__What to work on__
Turn every line of the listing below into a numbered list, leaving out any blank lines.

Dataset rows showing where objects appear
-=-=-=-=-
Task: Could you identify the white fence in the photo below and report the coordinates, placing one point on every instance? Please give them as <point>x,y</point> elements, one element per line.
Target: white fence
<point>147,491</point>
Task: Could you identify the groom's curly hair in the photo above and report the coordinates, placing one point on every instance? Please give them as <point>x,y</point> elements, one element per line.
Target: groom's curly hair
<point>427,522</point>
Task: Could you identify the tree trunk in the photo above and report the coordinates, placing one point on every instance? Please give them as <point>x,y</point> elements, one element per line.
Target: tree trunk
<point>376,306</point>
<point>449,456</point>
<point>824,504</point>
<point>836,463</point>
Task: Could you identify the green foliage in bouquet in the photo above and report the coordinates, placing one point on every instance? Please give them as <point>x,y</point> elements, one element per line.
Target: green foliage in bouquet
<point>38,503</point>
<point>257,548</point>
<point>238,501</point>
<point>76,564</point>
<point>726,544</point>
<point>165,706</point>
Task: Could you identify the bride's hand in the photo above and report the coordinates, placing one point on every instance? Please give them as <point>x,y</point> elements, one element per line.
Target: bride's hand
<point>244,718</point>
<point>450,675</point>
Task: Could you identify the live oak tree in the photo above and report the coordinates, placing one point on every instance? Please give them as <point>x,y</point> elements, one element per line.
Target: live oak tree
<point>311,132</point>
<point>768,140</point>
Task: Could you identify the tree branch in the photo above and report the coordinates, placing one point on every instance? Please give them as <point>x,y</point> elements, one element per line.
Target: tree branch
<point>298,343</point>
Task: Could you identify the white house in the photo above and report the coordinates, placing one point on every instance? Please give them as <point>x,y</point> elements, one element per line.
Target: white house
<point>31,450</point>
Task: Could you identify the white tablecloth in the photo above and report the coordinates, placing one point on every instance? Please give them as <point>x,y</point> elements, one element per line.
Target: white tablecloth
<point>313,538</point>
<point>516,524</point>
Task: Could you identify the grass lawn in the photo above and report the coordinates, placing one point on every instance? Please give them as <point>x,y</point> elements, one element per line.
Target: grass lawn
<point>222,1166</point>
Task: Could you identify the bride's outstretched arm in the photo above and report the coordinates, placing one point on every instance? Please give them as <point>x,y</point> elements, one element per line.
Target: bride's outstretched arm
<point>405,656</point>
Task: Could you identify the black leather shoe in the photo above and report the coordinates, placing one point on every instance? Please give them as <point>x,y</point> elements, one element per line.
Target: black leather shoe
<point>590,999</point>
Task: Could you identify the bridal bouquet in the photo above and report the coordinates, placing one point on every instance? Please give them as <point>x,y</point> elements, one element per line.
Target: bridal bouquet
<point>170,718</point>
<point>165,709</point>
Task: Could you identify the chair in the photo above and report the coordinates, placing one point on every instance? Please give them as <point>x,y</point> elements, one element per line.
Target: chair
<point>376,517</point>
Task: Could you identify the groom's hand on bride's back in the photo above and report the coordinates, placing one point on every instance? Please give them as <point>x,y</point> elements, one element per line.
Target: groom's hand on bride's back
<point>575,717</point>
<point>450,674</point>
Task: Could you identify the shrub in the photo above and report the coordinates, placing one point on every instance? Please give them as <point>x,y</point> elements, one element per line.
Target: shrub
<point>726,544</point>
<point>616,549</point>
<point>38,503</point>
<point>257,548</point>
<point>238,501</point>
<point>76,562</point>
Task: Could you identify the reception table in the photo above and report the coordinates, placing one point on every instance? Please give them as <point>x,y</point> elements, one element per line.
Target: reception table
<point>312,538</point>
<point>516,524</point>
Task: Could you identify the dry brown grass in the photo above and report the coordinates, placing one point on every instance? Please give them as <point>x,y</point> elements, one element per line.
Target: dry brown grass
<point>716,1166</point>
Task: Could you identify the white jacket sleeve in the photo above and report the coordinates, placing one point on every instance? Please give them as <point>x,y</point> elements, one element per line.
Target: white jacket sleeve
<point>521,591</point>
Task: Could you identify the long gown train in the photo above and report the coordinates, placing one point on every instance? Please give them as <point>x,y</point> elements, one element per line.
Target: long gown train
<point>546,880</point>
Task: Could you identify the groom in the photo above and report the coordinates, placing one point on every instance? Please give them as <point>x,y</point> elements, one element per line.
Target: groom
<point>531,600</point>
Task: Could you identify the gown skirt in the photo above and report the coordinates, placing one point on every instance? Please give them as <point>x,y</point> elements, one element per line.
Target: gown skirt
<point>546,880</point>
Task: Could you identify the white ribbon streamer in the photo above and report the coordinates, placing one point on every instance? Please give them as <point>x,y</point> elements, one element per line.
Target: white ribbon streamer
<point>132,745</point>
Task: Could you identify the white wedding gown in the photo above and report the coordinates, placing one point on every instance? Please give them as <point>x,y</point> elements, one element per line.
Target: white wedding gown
-=-=-=-=-
__Result for this exercise__
1. Task: Could you identify the white fence in the photo below and report the coordinates, placing one point on every instance? Please give them as <point>x,y</point> elements, one element per line.
2. Target: white fence
3. <point>147,491</point>
4. Task: Could you identify the groom's curly hair in the photo above and report the coordinates, placing one point on every instance? Please give them as <point>x,y</point> elements, one element per line.
5. Target: groom's curly hair
6. <point>427,522</point>
7. Task: Could you identify the tree trunk in the photo above and report the coordinates, placing one point on every instance? Please give them as <point>x,y</point> elements, one element per line.
8. Target: tree trunk
9. <point>376,306</point>
10. <point>449,456</point>
11. <point>824,504</point>
12. <point>836,463</point>
13. Task: Could you identify the green foliage in bouquet in the photo above and report the coordinates, placing one point on every instance? Please give them as <point>x,y</point> elements, one element per line.
14. Target: green foliage in bouquet
15. <point>38,503</point>
16. <point>257,548</point>
17. <point>238,501</point>
18. <point>76,564</point>
19. <point>726,544</point>
20. <point>165,706</point>
21. Task: Could you identify the bride's hand in the photo above and report the coordinates, placing one point on every instance? Please give them as <point>x,y</point> elements, one element per line.
22. Target: bride's hand
23. <point>244,718</point>
24. <point>450,675</point>
25. Task: Could you identify the live oak tree in the photo above and report the coordinates, placing one point on every instance? Please give them as <point>x,y</point> elements, one element per line.
26. Target: live oak tree
27. <point>311,132</point>
28. <point>768,140</point>
29. Task: Could you identify the tree branch in the photo above and report the coordinates, placing one point on every instance? Please give them as <point>x,y</point> elements, one element per line.
30. Target: tree branch
31. <point>298,343</point>
32. Task: Could you identify the white house in the photo above and report the coordinates, placing one point on every instance? Please give them as <point>x,y</point> elements, one element per line.
33. Target: white house
34. <point>31,450</point>
35. Task: Could you identify the white tablecloth in the photo above and report the coordinates, placing one point on every instance? Please give them as <point>x,y</point> elements, one element per line.
36. Target: white tablecloth
37. <point>313,538</point>
38. <point>516,524</point>
39. Task: Could you identify the grass lawn in the photo above and report the coordinates, placing one point on every instance? Please give them as <point>x,y</point> elements, one element per line.
40. Target: grass lawn
41. <point>222,1166</point>
42. Task: Could you identify the bride's outstretched arm in the photo above and report the coordinates, placing one point on every instance? Please give them as <point>x,y</point> elements, one element per line.
43. Target: bride's outstretched arm
44. <point>405,656</point>
45. Task: Could you identify the black leather shoe in the photo above and report the coordinates, placing one point on every instance? Please give them as <point>x,y</point> elements, one element per line.
46. Target: black leather shoe
47. <point>590,999</point>
48. Task: Could you identify the bridal bouquet in the photo above and report the coordinates, placing one point on every instance? Please give them as <point>x,y</point> elements, one element per line.
49. Target: bridal bouquet
50. <point>170,718</point>
51. <point>165,709</point>
52. Task: Could you identify the chair in the photo above and report the coordinates, placing one point on every instance? Please give them as <point>x,y</point> elements, one element per line.
53. Target: chair
54. <point>376,517</point>
55. Task: Could you identify the groom's hand on bride's back in the photo above and report the coordinates, placing one point on every instance? Please give them as <point>x,y</point> elements, one element per line.
56. Target: groom's hand on bride's back
57. <point>575,717</point>
58. <point>450,674</point>
59. Task: Could you identify the shrub in the photo above and report the coordinates, placing one point on every instance? Please give them as <point>x,y</point> elements, one element per line.
60. Target: shrub
61. <point>726,544</point>
62. <point>616,549</point>
63. <point>38,503</point>
64. <point>257,548</point>
65. <point>238,501</point>
66. <point>76,562</point>
67. Task: Could you identify the reception table in the photo above and report the coordinates, placing one point on every instance? Please give them as <point>x,y</point> elements, one element per line.
68. Target: reception table
69. <point>312,538</point>
70. <point>516,524</point>
71. Task: Could you identify the dry brown grass in the photo above and report the coordinates, placing one point on every instance? Please give them as <point>x,y</point> elements, one element per line.
72. Target: dry brown grass
73. <point>716,1166</point>
74. Task: Could you identify the white jacket sleeve in the photo above and report the coordinates, placing one point on every instance? Please give them as <point>x,y</point> elements, one element per line.
75. Target: white jacket sleeve
76. <point>521,591</point>
77. Task: Could you identify the long gown train in the photo above and report the coordinates, placing one point on every instance? Please give them as <point>x,y</point> elements, one element per line.
78. Target: long gown train
79. <point>546,880</point>
80. Task: Could you identify the groom in the photo above and report the coordinates, placing one point on every instance? Please give them as <point>x,y</point> elements, one element per line.
81. Target: groom
82. <point>531,600</point>
83. Task: Could you identify the gown skirt in the photo above and report the coordinates, placing one point on every instance? Please give them as <point>x,y</point> elements, one element per line.
84. Target: gown skirt
85. <point>546,880</point>
86. Task: Could you identify the white ribbon streamer in the photo above and report the coordinates, placing one point on every instance? Please give them as <point>x,y</point> elements, one element per line.
87. Target: white ribbon streamer
88. <point>132,745</point>
89. Task: Could you identify the white wedding gown in the photo above and report the coordinates, placing one point on every instance? Please give them as <point>x,y</point> elements, one element per line.
90. Target: white wedding gown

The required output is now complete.